### Texte
En Corée du sud, la haute technologie au service du soft power

L’influence de Séoul ne cesse de croître, portée par une industrie culturelle rayonnante ainsi que son propre écosystème numérique. La vague d’exportation massive de sa culture populaire, nommée « Hallyu », ainsi que son succès commercial sont les fruits de la relation entre la société sud-coréenne, l’Etat et les chaebols, grands conglomérats omniprésents dans l’ensemble des secteurs stratégiques nationaux. Fort de ses atouts, le pays du « Matin calme » est devenu un interlocuteur incontournable de la zone indopacifique, au moment où la haute technologie devient un facteur clé de la compétition régionale.

### Documents de départ
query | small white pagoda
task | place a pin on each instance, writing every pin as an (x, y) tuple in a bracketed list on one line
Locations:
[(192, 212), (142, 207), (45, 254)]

### Consigne
Recopiez le passage du texte qui commence par « L’influence de Séoul » et se poursuit jusqu'à « la compétition régionale. », en substituant « grands groupes » à « chaebols ». Le listing ne sert à rien pour ce travail.

### Corrigé
L’influence de Séoul ne cesse de croître, portée par une industrie culturelle rayonnante ainsi que son propre écosystème numérique. La vague d’exportation massive de sa culture populaire, nommée « Hallyu », ainsi que son succès commercial sont les fruits de la relation entre la société sud-coréenne, l’Etat et les grands groupes, grands conglomérats omniprésents dans l’ensemble des secteurs stratégiques nationaux. Fort de ses atouts, le pays du « Matin calme » est devenu un interlocuteur incontournable de la zone indopacifique, au moment où la haute technologie devient un facteur clé de la compétition régionale.